## Problem
Look through the listing below and say how many lines contain the word "grass". Nothing else belongs in the reply.

-- -- --

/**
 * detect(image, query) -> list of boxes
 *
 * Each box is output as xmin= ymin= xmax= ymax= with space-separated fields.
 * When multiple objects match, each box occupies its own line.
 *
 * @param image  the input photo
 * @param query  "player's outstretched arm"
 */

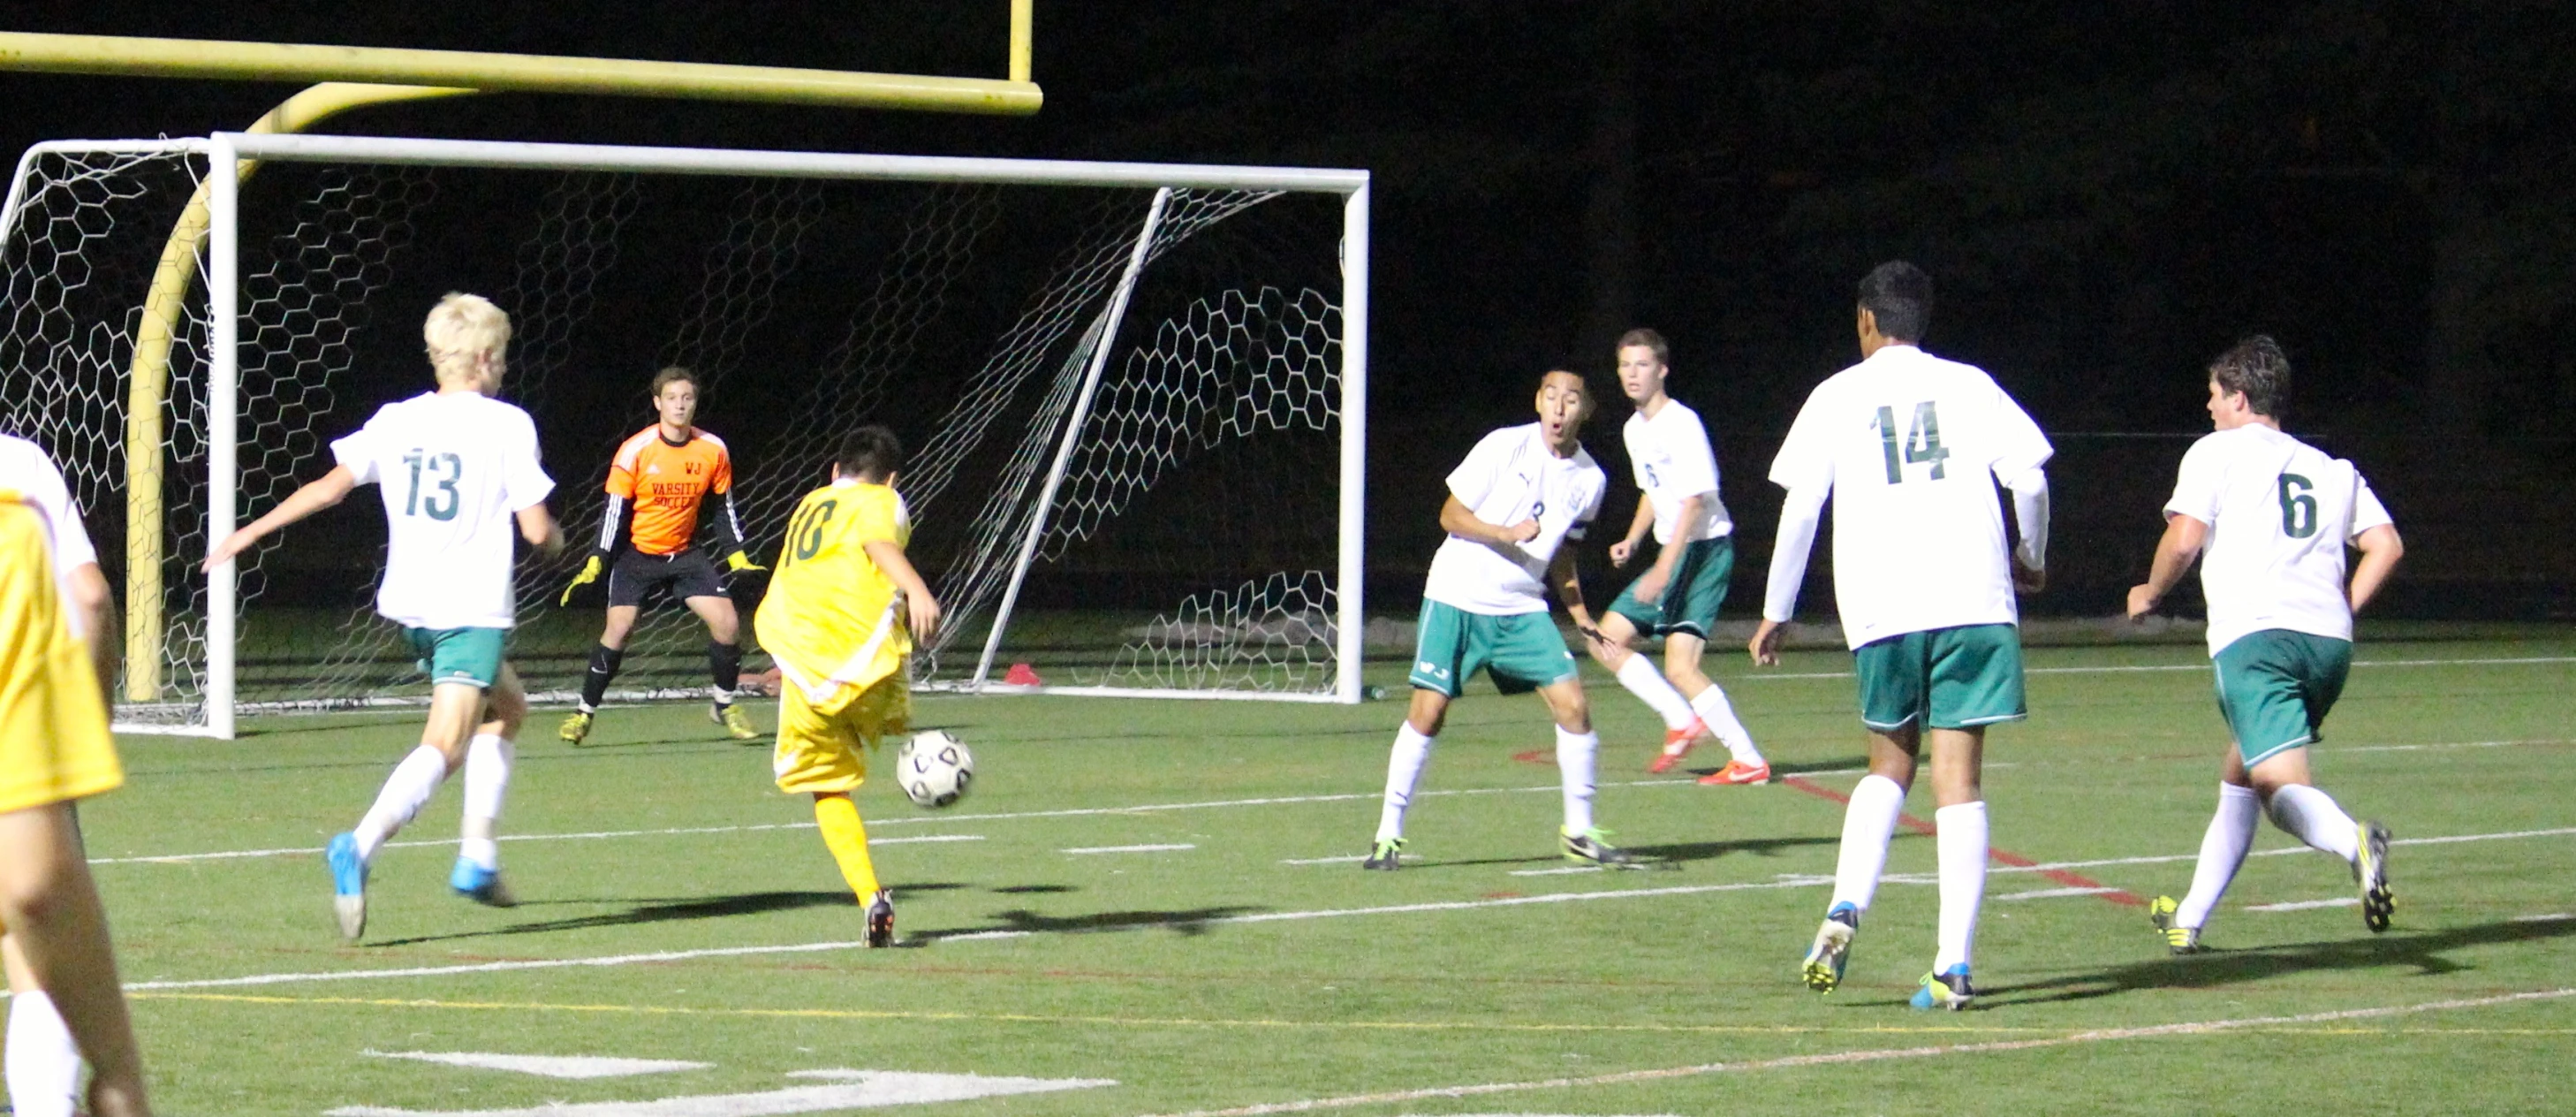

-- -- --

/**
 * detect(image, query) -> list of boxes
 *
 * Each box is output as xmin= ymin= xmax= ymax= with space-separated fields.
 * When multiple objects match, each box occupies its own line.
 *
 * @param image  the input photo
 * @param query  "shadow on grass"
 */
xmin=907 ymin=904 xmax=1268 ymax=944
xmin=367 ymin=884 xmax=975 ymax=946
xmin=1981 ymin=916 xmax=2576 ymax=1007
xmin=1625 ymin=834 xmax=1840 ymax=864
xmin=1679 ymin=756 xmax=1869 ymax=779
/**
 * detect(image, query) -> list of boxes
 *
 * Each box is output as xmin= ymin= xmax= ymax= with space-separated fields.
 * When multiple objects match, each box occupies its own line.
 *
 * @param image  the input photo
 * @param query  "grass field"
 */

-- -- --

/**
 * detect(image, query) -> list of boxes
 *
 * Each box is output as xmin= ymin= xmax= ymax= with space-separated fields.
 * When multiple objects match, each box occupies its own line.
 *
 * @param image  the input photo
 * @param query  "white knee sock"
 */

-- -- --

## Response area
2